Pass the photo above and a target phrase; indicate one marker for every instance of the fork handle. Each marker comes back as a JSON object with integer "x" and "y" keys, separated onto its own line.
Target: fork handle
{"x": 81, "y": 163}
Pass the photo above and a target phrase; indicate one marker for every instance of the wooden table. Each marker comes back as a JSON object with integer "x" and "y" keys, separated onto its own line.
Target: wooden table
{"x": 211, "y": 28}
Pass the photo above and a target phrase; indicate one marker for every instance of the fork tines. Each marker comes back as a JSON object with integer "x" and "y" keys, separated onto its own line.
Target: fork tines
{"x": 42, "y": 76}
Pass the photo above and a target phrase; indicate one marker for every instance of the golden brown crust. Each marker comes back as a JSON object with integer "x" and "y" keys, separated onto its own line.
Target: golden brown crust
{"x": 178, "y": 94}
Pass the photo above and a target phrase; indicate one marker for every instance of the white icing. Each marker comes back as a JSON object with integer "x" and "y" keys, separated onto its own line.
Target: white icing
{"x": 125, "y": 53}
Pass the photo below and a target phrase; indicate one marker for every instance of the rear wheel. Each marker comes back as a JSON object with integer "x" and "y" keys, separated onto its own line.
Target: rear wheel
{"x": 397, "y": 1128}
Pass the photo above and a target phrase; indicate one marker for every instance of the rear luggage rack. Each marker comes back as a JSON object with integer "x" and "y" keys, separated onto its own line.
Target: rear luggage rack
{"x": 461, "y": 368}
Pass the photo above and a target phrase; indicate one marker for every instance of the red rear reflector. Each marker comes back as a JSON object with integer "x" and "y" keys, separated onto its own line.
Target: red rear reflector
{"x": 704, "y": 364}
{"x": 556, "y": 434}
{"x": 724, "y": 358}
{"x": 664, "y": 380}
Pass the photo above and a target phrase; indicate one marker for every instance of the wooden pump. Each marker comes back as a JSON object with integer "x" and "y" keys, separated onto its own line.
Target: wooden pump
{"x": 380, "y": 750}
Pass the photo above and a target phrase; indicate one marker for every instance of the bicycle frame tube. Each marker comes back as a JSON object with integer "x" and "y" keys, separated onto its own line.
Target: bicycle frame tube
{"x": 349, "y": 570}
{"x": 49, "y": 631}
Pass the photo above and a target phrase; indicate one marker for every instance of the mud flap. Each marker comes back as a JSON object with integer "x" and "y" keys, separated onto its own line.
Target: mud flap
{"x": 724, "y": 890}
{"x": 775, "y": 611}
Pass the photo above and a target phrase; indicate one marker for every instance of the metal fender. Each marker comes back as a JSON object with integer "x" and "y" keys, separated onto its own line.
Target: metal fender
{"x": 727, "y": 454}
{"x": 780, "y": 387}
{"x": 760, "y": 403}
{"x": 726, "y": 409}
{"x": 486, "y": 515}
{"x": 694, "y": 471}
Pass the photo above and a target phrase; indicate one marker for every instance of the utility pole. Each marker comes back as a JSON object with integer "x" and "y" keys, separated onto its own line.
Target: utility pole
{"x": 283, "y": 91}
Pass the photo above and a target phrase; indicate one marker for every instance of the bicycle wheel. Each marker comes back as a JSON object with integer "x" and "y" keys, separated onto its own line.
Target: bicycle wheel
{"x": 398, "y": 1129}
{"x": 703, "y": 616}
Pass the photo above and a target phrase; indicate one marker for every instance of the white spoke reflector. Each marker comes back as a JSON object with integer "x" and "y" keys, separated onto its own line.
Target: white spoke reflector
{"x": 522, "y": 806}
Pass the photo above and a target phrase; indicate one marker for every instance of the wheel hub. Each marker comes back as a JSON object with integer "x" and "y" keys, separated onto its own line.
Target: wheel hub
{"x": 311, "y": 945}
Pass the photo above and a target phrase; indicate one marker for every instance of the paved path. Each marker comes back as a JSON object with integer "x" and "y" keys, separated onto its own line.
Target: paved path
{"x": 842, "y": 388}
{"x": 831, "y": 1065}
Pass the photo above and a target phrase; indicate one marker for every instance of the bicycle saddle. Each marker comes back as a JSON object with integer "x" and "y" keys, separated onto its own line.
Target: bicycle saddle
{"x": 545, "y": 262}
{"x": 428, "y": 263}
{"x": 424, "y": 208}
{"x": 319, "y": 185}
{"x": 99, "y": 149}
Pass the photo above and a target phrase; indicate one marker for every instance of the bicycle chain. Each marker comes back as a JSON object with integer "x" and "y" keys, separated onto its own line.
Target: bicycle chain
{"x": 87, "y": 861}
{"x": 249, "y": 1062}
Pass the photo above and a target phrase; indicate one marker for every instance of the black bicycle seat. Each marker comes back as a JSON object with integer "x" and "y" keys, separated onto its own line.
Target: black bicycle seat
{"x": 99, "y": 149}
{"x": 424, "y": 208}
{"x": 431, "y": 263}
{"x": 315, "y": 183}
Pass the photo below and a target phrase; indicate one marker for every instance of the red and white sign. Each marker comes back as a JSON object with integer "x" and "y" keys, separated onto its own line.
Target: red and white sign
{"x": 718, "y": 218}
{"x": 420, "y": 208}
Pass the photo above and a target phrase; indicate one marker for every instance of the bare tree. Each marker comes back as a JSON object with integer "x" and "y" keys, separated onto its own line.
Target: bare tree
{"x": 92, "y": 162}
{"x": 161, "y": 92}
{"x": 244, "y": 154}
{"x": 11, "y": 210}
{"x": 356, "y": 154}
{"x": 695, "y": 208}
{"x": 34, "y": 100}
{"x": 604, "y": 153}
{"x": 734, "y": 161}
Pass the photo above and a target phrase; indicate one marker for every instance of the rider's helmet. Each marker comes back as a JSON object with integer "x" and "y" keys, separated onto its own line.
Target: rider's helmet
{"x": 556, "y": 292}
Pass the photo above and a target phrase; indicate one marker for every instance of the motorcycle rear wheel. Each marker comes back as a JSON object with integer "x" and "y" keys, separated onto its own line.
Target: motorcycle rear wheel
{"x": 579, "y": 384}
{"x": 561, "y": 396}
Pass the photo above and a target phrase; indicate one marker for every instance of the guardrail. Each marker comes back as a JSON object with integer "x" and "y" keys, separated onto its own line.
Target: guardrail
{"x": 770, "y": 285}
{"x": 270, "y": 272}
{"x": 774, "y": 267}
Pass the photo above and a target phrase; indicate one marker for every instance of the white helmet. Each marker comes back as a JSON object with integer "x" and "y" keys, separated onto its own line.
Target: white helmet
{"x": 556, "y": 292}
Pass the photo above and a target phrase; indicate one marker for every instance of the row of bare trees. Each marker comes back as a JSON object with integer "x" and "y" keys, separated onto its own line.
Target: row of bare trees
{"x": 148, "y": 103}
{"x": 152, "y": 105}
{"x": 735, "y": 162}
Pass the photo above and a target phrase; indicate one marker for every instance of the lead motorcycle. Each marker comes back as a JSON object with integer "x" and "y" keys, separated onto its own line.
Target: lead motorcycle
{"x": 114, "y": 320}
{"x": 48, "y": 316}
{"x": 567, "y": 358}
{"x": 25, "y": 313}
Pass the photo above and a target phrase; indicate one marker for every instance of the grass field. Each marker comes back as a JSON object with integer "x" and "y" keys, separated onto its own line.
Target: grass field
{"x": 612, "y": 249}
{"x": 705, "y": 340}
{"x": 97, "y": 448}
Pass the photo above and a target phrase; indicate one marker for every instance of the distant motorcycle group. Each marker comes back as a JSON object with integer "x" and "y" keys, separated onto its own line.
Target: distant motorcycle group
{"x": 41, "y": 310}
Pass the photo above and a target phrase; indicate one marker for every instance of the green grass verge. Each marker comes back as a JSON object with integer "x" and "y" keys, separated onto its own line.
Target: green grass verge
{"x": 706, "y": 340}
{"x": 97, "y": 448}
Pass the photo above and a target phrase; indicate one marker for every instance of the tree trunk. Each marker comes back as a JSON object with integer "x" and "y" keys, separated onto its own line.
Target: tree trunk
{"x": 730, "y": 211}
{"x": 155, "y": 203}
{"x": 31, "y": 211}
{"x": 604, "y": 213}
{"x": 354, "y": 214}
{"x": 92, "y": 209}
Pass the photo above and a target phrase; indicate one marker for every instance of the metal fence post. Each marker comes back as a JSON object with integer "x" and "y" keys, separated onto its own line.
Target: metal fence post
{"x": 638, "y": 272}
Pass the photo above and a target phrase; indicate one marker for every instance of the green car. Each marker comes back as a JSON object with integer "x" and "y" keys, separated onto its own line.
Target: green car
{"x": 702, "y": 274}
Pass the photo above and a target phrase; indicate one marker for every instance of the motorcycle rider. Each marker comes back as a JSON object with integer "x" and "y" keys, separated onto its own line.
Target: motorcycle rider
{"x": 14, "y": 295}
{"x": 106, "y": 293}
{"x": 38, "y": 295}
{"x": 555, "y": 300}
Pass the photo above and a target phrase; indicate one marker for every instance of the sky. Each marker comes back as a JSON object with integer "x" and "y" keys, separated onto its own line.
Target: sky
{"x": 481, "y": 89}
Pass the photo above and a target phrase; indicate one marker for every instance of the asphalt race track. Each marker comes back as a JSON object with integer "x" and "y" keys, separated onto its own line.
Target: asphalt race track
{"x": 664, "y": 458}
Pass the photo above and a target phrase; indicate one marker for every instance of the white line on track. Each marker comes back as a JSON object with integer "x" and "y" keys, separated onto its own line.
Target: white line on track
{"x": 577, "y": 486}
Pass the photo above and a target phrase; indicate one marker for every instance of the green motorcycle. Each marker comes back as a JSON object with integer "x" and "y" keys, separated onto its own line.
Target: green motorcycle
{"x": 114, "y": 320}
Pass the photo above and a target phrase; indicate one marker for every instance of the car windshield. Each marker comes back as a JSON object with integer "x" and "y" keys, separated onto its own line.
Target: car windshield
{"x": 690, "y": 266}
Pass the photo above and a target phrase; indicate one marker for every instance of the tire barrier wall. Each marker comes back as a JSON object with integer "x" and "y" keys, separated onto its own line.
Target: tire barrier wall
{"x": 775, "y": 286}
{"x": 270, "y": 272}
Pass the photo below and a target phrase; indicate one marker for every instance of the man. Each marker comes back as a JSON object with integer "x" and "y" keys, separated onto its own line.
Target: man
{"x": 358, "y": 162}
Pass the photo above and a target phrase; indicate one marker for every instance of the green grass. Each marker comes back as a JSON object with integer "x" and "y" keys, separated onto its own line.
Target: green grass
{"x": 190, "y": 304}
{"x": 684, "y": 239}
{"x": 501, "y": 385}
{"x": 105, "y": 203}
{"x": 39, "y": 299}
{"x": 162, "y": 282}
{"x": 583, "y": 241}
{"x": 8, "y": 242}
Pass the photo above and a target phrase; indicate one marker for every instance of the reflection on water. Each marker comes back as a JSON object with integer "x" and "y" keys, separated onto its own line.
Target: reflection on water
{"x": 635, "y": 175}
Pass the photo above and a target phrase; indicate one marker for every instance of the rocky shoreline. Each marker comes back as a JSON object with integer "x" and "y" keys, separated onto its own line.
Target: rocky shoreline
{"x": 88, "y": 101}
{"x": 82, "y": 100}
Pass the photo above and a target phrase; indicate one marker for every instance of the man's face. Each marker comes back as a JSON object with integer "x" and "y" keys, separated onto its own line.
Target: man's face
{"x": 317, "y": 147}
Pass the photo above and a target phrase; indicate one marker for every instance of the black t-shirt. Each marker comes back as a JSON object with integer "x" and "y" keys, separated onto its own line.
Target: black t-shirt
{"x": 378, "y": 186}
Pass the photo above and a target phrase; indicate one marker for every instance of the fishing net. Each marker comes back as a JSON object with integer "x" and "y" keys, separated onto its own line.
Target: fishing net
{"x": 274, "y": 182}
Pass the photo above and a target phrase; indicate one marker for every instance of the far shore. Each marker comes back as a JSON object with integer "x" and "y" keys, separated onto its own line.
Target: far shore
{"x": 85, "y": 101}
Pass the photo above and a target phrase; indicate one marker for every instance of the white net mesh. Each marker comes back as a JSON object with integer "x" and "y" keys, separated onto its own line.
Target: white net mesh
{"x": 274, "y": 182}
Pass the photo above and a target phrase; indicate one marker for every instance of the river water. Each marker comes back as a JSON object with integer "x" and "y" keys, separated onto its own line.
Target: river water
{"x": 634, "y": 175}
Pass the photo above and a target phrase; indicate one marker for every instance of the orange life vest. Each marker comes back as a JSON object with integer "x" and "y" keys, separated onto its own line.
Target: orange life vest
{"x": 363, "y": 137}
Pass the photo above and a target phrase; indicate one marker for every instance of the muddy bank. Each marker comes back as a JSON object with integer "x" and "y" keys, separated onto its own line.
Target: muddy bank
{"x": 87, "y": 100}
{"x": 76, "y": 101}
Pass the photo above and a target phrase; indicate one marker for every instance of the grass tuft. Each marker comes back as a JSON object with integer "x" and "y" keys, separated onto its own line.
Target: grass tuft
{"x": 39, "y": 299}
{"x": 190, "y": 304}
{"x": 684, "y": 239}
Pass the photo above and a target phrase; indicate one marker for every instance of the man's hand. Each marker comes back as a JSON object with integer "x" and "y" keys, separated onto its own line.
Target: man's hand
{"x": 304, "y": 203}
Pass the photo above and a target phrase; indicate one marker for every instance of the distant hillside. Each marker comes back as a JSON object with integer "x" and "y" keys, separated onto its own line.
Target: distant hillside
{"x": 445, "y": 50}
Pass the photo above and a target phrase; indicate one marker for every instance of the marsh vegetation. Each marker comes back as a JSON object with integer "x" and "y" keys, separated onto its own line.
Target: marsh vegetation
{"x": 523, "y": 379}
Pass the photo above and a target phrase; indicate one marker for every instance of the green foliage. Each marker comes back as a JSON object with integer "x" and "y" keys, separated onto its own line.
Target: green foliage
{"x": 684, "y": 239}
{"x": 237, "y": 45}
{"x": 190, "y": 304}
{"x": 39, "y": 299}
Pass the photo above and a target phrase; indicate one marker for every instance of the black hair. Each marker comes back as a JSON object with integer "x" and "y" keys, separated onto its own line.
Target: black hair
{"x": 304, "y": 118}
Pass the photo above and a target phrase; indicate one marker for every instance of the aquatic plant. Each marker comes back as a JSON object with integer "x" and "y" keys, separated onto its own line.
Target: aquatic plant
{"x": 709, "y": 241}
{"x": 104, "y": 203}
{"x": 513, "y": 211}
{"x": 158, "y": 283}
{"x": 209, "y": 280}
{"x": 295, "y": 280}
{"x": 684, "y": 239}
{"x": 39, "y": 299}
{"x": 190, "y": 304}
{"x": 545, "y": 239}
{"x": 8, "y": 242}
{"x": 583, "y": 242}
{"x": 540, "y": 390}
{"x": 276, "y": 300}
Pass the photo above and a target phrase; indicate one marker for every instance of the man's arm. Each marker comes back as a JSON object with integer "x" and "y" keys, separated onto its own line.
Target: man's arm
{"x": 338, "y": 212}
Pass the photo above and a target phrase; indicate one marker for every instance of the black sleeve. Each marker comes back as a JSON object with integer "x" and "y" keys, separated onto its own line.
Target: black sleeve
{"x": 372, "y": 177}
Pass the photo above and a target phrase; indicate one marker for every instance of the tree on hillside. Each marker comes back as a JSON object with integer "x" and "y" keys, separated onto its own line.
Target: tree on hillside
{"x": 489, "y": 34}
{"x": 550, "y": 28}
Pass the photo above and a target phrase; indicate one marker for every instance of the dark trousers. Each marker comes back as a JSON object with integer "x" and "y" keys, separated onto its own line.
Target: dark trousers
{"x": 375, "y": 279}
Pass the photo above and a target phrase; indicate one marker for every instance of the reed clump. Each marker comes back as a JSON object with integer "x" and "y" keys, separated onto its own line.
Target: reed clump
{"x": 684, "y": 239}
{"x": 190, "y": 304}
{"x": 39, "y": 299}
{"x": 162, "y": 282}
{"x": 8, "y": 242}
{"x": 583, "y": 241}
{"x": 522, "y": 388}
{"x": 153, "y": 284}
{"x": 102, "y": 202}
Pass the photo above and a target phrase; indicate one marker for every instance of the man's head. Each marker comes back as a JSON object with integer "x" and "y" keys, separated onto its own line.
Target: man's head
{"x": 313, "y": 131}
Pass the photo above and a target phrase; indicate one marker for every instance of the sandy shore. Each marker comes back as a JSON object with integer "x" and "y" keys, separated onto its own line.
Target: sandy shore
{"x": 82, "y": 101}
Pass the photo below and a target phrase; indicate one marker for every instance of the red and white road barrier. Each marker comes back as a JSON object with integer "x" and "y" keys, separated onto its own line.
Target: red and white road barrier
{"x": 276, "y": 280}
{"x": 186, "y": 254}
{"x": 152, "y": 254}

§ WHAT THE TASK REQUIRES
Reproduce the final stretch of the data above: every line from the one holding "the man's arm." through the end, inclusive, exactly as written and nothing else.

§ EXERCISE ANSWER
Pass the photo above and a target phrase; indicate one marker for every instance of the man's arm. Each marker comes back as a JSON object with integer "x" and "y" keys, separated onto its own line.
Target: man's arm
{"x": 338, "y": 212}
Pass the photo above and a target phrase; indicate one marker for every instance of the black sleeve. Each marker comes back as a JSON object with integer "x" and "y" keys, separated onto its own line.
Target: black sleeve
{"x": 372, "y": 177}
Pass the photo above and a target phrase; indicate one marker for every instance of the tree on hillside. Each marker comes back as a JSON object with integer "x" and "y" keys, separated onto its own line.
Target: tree on hillside
{"x": 489, "y": 34}
{"x": 550, "y": 28}
Pass the photo above and a target phrase; indicate one marker for every instance of the dark trousers. Each marker comes back as a JSON object with integer "x" and "y" keys, separated onto its own line.
Target: dark trousers
{"x": 375, "y": 279}
Pass the photo above and a target phrase; indicate one marker for every instance of the reed clump. Each marker comes back as a JSON object with integer "x" and "y" keys, separated onto its own line.
Target: reed clump
{"x": 684, "y": 239}
{"x": 190, "y": 304}
{"x": 39, "y": 299}
{"x": 162, "y": 282}
{"x": 8, "y": 242}
{"x": 583, "y": 241}
{"x": 522, "y": 388}
{"x": 153, "y": 284}
{"x": 102, "y": 202}
Pass the photo above and a target phrase; indicate one marker for every instance of the man's head. Each marker comes back as a JSON object with integer "x" and "y" keys, separated onto its own line.
Target: man's head
{"x": 313, "y": 131}
Pass the photo above and a target phrase; indicate one marker for every instance of the sandy shore. Each marker comes back as a JSON object with integer "x" and "y" keys, separated onto its own line.
Target: sandy shore
{"x": 82, "y": 101}
Pass the photo below and a target phrase; indicate one marker for every instance of the red and white road barrier. Each marker comes back as a JSON object with integer "x" and "y" keys, separated onto its own line.
Target: red and white road barrier
{"x": 276, "y": 280}
{"x": 186, "y": 254}
{"x": 152, "y": 254}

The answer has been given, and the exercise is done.